_Problem description_: Please recast the records below as a JSON list of strings, with one string for each line and no blank lines.

_Data excerpts_:
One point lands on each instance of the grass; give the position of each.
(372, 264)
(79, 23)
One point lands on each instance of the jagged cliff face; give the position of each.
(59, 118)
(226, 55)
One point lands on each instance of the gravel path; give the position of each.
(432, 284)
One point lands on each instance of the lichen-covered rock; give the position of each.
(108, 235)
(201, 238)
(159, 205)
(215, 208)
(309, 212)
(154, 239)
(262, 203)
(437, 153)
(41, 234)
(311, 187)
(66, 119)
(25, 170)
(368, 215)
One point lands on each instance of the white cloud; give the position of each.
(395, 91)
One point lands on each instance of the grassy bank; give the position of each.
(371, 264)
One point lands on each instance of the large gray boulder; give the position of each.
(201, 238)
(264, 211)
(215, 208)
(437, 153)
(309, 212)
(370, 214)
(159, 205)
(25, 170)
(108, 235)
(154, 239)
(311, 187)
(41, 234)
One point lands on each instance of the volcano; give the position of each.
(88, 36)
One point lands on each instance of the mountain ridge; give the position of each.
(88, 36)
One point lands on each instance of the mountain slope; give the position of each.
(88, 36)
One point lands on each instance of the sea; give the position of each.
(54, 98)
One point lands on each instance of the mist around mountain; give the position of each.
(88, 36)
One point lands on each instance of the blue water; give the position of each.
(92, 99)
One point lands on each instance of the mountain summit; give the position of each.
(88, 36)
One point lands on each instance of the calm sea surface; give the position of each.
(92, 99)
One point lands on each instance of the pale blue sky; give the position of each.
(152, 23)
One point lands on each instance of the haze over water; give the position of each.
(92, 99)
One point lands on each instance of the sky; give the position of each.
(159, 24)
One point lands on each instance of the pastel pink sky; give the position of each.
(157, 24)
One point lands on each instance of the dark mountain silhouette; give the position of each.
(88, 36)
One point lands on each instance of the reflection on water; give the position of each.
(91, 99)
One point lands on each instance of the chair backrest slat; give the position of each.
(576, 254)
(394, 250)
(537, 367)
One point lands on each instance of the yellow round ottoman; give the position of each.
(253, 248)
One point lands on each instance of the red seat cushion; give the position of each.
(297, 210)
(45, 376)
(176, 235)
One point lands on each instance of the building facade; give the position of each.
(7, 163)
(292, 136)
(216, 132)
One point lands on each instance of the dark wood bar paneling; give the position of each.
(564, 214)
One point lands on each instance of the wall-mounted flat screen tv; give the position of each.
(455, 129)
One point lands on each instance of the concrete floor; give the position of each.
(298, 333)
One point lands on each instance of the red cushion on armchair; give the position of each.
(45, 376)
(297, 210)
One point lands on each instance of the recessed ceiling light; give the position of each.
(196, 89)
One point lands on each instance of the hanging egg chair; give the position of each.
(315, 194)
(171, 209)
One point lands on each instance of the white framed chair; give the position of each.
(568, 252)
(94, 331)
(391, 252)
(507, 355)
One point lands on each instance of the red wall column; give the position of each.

_Written reply_:
[
  "One point lands on each instance of the grass; give the position of each.",
  "(372, 264)",
  "(79, 23)",
  "One point lands on each instance of the jagged cliff face; give the position of each.",
  "(59, 118)",
  "(226, 55)",
  "One point lands on each instance of the gravel path; give the position of each.",
  "(432, 284)",
  "One point lands on each instance of the lichen-covered rock; give the position of each.",
  "(108, 235)",
  "(201, 238)",
  "(159, 205)",
  "(215, 208)",
  "(309, 212)",
  "(154, 239)",
  "(262, 203)",
  "(437, 153)",
  "(41, 234)",
  "(311, 187)",
  "(66, 119)",
  "(25, 170)",
  "(368, 215)",
  "One point lands on each instance of the white cloud; give the position of each.",
  "(395, 91)",
  "One point lands on each instance of the grassy bank; give the position of each.",
  "(371, 264)",
  "One point lands on each instance of the large gray boulder; give the position of each.",
  "(201, 238)",
  "(264, 211)",
  "(215, 208)",
  "(437, 153)",
  "(309, 212)",
  "(370, 214)",
  "(159, 205)",
  "(25, 170)",
  "(108, 235)",
  "(154, 239)",
  "(311, 187)",
  "(41, 234)",
  "One point lands on each instance of the volcano; give the position of each.",
  "(88, 36)",
  "One point lands on each instance of the mountain ridge; give the position of each.",
  "(88, 36)",
  "One point lands on each instance of the mountain slope; give the position of each.",
  "(88, 36)",
  "One point lands on each instance of the sea; give the position of each.",
  "(54, 98)",
  "One point lands on each instance of the mist around mountain; give the position of each.",
  "(88, 36)",
  "One point lands on each instance of the blue water; give the position of each.",
  "(92, 99)",
  "One point lands on each instance of the mountain summit; give the position of each.",
  "(88, 36)",
  "One point lands on each instance of the calm sea surface; give the position of each.",
  "(92, 99)",
  "One point lands on each instance of the pale blue sky; give the position of each.",
  "(152, 23)",
  "One point lands on each instance of the haze over water; give the position of each.",
  "(92, 99)",
  "One point lands on each instance of the sky; give the position of each.",
  "(159, 24)",
  "One point lands on each instance of the pastel pink sky; give the position of each.",
  "(157, 24)",
  "One point lands on each instance of the dark mountain silhouette; give the position of each.",
  "(88, 36)",
  "One point lands on each instance of the reflection on water; give the position of each.",
  "(91, 99)",
  "One point lands on each instance of the chair backrest slat; give the position of each.",
  "(576, 254)",
  "(394, 250)",
  "(537, 367)",
  "One point lands on each instance of the yellow round ottoman; give the position of each.",
  "(253, 248)",
  "One point lands on each instance of the red seat cushion; give the position of each.",
  "(297, 210)",
  "(45, 376)",
  "(176, 235)",
  "One point lands on each instance of the building facade; give the position of each.",
  "(7, 163)",
  "(292, 136)",
  "(216, 132)",
  "One point lands on each instance of the dark wood bar paneling; give the position of each.",
  "(564, 214)",
  "One point lands on each instance of the wall-mounted flat screen tv; give the position of each.",
  "(455, 129)",
  "One point lands on each instance of the concrete floor; give the position of each.",
  "(298, 333)",
  "One point lands on each instance of the red cushion on armchair; give the position of each.",
  "(45, 376)",
  "(297, 210)",
  "One point lands on each instance of the recessed ceiling light; give the position of each.",
  "(196, 89)",
  "One point lands on each instance of the hanging egg chair; give the position of each.",
  "(315, 194)",
  "(171, 209)",
  "One point lands on each instance of the white framed chair; give the position of each.",
  "(568, 252)",
  "(94, 331)",
  "(391, 252)",
  "(507, 355)",
  "One point lands on each instance of the red wall column; give the position of each."
]